- **Your task**:
Give back the line where "shoe with a single point per instance." appears and all the lines after it until the listing ends, unchanged and with nothing else.

- **Data for this exercise**:

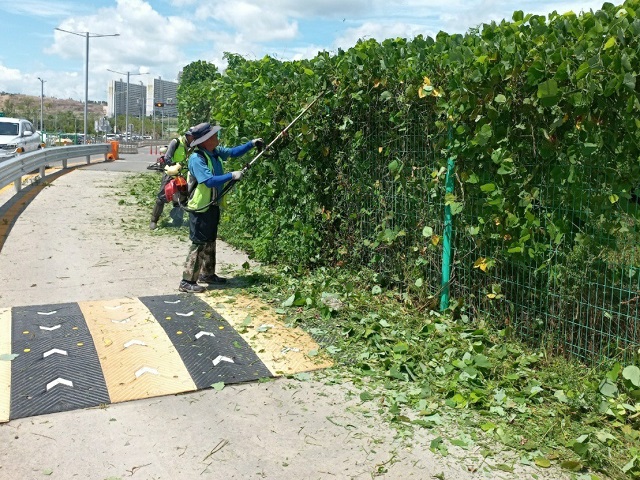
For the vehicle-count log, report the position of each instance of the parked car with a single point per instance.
(17, 136)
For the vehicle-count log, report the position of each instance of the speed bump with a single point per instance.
(69, 356)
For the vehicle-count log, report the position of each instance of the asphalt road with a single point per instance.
(67, 244)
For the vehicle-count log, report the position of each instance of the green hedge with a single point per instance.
(542, 116)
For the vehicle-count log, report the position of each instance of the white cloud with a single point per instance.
(38, 8)
(8, 76)
(256, 23)
(380, 32)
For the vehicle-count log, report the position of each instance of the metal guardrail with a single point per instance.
(13, 169)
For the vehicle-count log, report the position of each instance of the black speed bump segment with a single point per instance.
(53, 357)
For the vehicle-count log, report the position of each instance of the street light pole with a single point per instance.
(87, 35)
(41, 101)
(126, 108)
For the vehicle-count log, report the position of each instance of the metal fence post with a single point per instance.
(447, 234)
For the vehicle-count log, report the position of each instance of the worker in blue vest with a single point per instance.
(205, 181)
(175, 162)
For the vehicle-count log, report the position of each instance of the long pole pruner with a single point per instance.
(229, 185)
(280, 135)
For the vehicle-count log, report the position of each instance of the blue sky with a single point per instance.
(158, 37)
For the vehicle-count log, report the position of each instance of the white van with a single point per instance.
(17, 136)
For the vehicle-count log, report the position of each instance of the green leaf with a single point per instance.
(504, 467)
(630, 81)
(571, 465)
(484, 134)
(489, 426)
(548, 89)
(543, 462)
(630, 464)
(560, 395)
(456, 207)
(610, 43)
(366, 397)
(289, 301)
(608, 388)
(632, 374)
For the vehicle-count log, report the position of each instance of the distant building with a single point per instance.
(159, 95)
(156, 100)
(165, 93)
(117, 95)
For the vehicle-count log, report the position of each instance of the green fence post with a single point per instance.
(447, 233)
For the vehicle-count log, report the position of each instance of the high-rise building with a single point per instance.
(157, 99)
(117, 94)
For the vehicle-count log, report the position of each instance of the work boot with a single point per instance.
(177, 216)
(190, 287)
(213, 278)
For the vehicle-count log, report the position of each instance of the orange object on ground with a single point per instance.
(114, 149)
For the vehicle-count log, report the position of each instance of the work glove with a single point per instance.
(173, 170)
(258, 143)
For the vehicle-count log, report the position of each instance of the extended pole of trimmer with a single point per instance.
(231, 183)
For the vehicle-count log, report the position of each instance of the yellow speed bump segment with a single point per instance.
(137, 357)
(283, 350)
(5, 364)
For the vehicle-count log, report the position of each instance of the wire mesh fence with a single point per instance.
(579, 297)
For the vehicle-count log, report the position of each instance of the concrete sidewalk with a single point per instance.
(68, 245)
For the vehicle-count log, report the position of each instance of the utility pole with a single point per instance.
(41, 101)
(87, 35)
(126, 108)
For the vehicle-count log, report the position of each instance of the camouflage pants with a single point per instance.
(201, 260)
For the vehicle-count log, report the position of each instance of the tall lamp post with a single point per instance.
(87, 35)
(41, 101)
(126, 108)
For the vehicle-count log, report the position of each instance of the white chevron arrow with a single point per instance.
(121, 321)
(48, 329)
(54, 350)
(220, 358)
(59, 381)
(202, 334)
(144, 370)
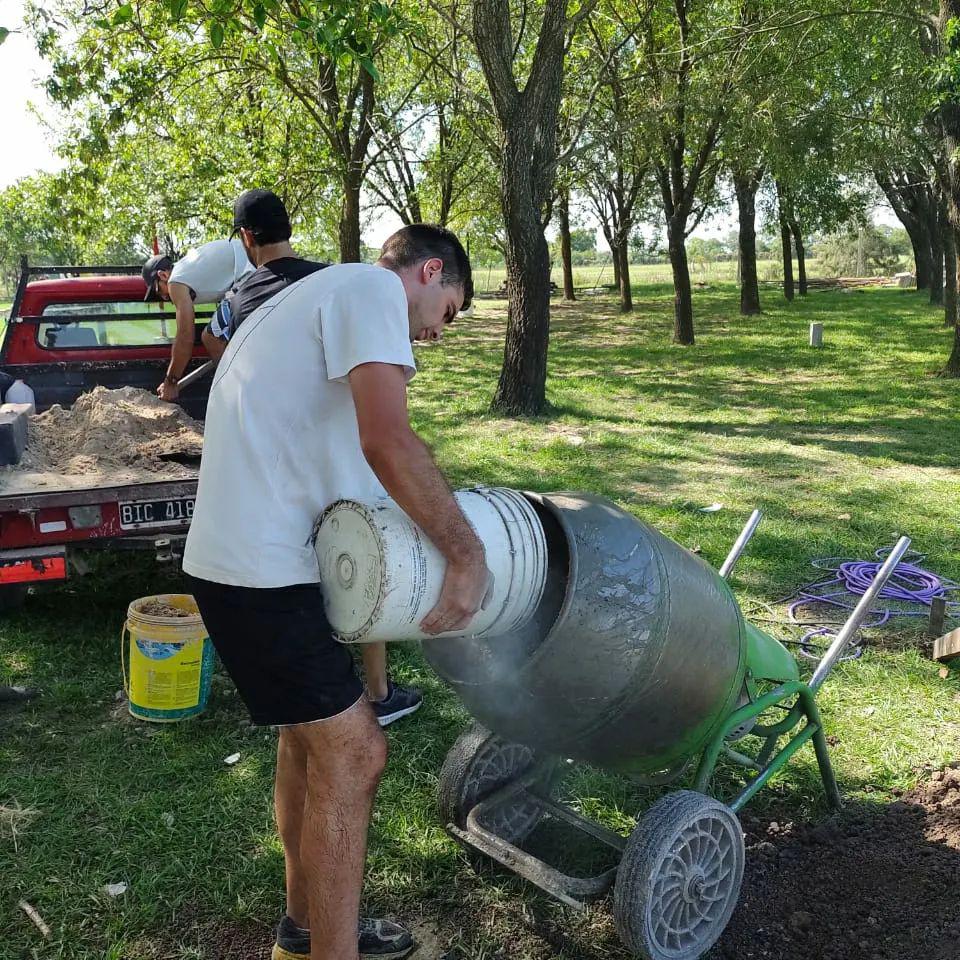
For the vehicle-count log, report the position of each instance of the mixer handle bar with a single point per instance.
(849, 630)
(745, 534)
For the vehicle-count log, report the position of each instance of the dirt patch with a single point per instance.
(126, 431)
(872, 883)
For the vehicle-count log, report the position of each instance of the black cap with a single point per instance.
(263, 213)
(150, 270)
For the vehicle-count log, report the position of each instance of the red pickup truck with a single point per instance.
(71, 329)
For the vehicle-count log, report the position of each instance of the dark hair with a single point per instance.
(422, 241)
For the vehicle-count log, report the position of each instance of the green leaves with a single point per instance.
(123, 14)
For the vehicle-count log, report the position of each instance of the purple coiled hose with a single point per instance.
(910, 588)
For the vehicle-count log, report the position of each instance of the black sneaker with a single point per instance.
(399, 702)
(293, 942)
(375, 938)
(382, 938)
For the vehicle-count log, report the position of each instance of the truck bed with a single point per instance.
(19, 490)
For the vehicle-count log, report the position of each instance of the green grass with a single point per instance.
(749, 417)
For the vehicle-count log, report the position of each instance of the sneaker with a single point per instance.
(293, 942)
(376, 938)
(399, 702)
(382, 938)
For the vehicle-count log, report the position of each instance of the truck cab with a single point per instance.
(71, 329)
(74, 328)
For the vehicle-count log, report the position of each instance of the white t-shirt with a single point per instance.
(211, 270)
(281, 441)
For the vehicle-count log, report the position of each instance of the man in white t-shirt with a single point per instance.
(308, 405)
(204, 275)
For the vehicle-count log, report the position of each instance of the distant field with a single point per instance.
(841, 448)
(598, 275)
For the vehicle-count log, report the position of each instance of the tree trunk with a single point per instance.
(920, 241)
(949, 116)
(683, 296)
(949, 240)
(746, 186)
(936, 258)
(566, 255)
(801, 258)
(521, 390)
(626, 294)
(952, 368)
(350, 219)
(787, 257)
(950, 277)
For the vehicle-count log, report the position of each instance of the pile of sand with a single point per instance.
(128, 432)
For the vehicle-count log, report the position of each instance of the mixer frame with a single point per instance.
(802, 724)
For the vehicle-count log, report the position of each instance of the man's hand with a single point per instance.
(168, 391)
(467, 588)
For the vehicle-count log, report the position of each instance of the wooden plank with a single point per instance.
(948, 646)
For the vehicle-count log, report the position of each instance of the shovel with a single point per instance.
(195, 375)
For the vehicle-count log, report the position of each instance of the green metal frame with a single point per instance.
(799, 701)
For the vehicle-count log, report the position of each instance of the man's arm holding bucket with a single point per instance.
(404, 465)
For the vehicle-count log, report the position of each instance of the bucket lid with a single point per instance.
(159, 609)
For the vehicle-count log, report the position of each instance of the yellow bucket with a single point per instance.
(171, 659)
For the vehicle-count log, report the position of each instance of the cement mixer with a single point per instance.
(637, 660)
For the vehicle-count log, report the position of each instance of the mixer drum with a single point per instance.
(635, 655)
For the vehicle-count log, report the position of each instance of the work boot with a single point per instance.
(376, 938)
(399, 702)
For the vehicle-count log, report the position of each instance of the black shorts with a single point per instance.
(280, 650)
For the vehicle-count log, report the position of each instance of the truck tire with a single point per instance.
(12, 597)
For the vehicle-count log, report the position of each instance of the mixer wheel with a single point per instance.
(477, 764)
(679, 879)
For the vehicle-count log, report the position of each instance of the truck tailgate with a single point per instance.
(76, 509)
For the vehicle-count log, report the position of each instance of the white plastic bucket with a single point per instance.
(381, 575)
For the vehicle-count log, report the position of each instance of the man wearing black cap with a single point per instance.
(261, 221)
(204, 275)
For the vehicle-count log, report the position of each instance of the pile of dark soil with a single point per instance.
(870, 883)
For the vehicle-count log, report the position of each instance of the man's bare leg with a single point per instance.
(375, 670)
(289, 797)
(345, 758)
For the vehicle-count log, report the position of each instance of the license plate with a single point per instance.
(156, 513)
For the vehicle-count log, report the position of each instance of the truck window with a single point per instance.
(117, 324)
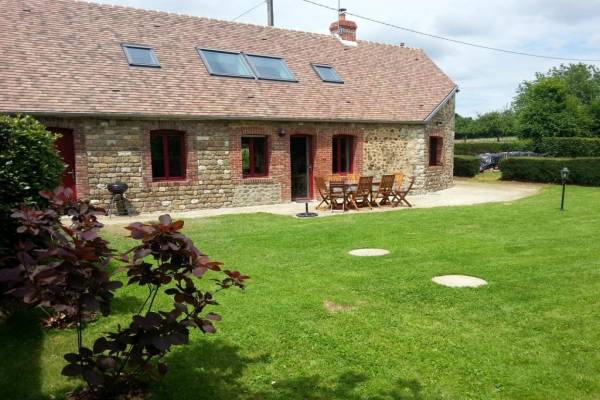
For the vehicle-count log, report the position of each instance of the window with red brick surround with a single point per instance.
(168, 155)
(255, 156)
(435, 151)
(342, 157)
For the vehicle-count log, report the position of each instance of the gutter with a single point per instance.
(442, 104)
(162, 117)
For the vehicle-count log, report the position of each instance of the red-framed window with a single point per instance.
(167, 150)
(435, 151)
(342, 156)
(255, 159)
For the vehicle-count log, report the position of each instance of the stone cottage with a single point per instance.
(200, 113)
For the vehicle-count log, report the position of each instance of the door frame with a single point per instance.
(68, 135)
(310, 153)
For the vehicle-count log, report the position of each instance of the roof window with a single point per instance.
(225, 63)
(140, 56)
(271, 68)
(327, 73)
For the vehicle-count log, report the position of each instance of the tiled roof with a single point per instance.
(64, 57)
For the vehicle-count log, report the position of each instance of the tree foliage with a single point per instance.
(491, 124)
(62, 269)
(29, 163)
(563, 102)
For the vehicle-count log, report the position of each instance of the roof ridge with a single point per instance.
(109, 5)
(325, 35)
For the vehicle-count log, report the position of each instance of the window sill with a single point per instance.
(173, 182)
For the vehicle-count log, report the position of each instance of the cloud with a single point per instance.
(488, 80)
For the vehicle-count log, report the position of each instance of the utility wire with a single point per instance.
(248, 10)
(480, 46)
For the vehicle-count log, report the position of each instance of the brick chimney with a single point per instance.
(344, 28)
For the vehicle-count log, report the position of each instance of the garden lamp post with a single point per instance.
(564, 175)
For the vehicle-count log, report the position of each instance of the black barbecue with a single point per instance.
(118, 199)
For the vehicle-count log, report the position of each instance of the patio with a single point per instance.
(464, 192)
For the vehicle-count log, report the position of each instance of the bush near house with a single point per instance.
(467, 166)
(583, 171)
(474, 149)
(29, 163)
(570, 147)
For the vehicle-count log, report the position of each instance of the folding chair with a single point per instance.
(400, 195)
(323, 191)
(385, 190)
(362, 194)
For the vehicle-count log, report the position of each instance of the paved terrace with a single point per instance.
(463, 193)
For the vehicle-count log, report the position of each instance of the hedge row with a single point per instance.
(467, 166)
(570, 147)
(583, 171)
(474, 149)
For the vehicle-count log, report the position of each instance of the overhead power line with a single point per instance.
(480, 46)
(249, 10)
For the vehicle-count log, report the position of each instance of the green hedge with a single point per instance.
(570, 147)
(466, 166)
(474, 149)
(584, 171)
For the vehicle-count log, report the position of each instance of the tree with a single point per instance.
(562, 102)
(546, 107)
(463, 126)
(495, 123)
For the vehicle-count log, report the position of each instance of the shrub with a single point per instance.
(117, 363)
(584, 171)
(28, 163)
(466, 166)
(474, 149)
(570, 147)
(58, 268)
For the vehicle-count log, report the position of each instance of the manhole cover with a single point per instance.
(369, 252)
(459, 281)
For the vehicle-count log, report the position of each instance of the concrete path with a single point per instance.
(464, 192)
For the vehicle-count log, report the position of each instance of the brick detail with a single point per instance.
(81, 164)
(191, 162)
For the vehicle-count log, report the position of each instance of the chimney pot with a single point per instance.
(344, 28)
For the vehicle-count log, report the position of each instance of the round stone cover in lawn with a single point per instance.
(459, 281)
(369, 252)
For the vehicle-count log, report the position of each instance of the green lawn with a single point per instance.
(532, 333)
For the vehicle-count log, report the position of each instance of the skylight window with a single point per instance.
(327, 73)
(225, 63)
(140, 56)
(272, 68)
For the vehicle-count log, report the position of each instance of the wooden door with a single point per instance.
(66, 148)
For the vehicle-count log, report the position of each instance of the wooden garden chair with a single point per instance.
(385, 190)
(399, 179)
(362, 194)
(323, 191)
(400, 194)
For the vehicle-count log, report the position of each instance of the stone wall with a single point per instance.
(108, 150)
(395, 148)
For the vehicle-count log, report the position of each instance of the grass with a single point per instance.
(532, 333)
(487, 140)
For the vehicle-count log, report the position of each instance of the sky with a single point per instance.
(487, 80)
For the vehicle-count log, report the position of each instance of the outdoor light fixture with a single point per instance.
(564, 175)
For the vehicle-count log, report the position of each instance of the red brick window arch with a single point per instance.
(255, 156)
(168, 155)
(342, 154)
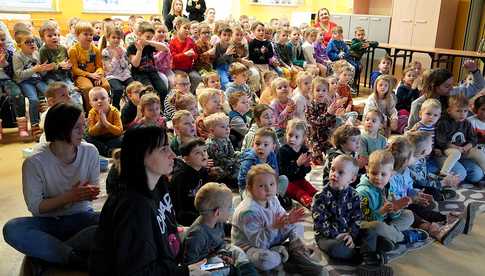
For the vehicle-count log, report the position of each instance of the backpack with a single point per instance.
(7, 112)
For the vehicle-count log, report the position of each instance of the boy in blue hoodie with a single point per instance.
(388, 219)
(263, 151)
(337, 217)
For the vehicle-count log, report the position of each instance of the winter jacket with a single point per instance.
(287, 162)
(137, 235)
(249, 159)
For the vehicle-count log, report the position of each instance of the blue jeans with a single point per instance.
(31, 88)
(223, 71)
(51, 239)
(466, 169)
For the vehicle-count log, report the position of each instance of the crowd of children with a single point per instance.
(255, 107)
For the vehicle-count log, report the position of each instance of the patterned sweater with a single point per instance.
(335, 212)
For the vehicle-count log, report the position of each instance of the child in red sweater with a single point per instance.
(183, 52)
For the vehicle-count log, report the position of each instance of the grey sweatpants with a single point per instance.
(393, 230)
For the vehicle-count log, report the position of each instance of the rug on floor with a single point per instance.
(465, 194)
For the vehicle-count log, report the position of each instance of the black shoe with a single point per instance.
(384, 245)
(369, 270)
(449, 194)
(470, 214)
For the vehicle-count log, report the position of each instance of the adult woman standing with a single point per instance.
(323, 23)
(176, 10)
(196, 10)
(137, 233)
(439, 85)
(59, 182)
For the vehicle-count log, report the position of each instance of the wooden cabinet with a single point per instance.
(423, 23)
(376, 26)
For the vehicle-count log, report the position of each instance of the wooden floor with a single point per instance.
(465, 256)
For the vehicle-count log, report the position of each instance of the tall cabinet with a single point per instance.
(423, 23)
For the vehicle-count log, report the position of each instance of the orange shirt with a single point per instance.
(84, 61)
(114, 128)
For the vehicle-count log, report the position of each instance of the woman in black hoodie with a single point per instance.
(137, 233)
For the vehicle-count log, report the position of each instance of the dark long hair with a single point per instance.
(137, 142)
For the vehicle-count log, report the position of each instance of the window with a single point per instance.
(27, 5)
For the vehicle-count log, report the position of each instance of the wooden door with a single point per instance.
(426, 23)
(402, 22)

- **Worked answer**:
For the vehicle-count log, report the position of each instance of the black shoe with a single point per instance.
(384, 245)
(369, 270)
(449, 194)
(470, 214)
For the vehicle-count log, report the position of each instance of the adult woman standing with a single point per instance.
(323, 23)
(176, 10)
(196, 10)
(137, 233)
(439, 85)
(59, 182)
For the vehicle-count log, report the position of each instance of the wooden cabinet with a single point per instance.
(423, 23)
(376, 26)
For the vehicle-count log, report the position of each instance of the wooden floor with a single point per instance.
(465, 256)
For the vehicle-count log, report the position of each instance of the tall cabinet with a single point per instance.
(423, 23)
For the vehicle-count log, report the position of each instance of the orange shirt with a single point per instance.
(84, 61)
(114, 128)
For the vehicle-count log, report the position of each instance of the woman in black hoodie with a single point per instance.
(137, 233)
For the vehicle-count log, report the position of each instance of the dark long hair with a single point per instance.
(137, 142)
For the vehicle-count log, report the position of each instance of the window with a single point per instance.
(27, 5)
For the vehicle-count log, report the position of each instance of the wooden door with a single point per instance.
(426, 23)
(402, 22)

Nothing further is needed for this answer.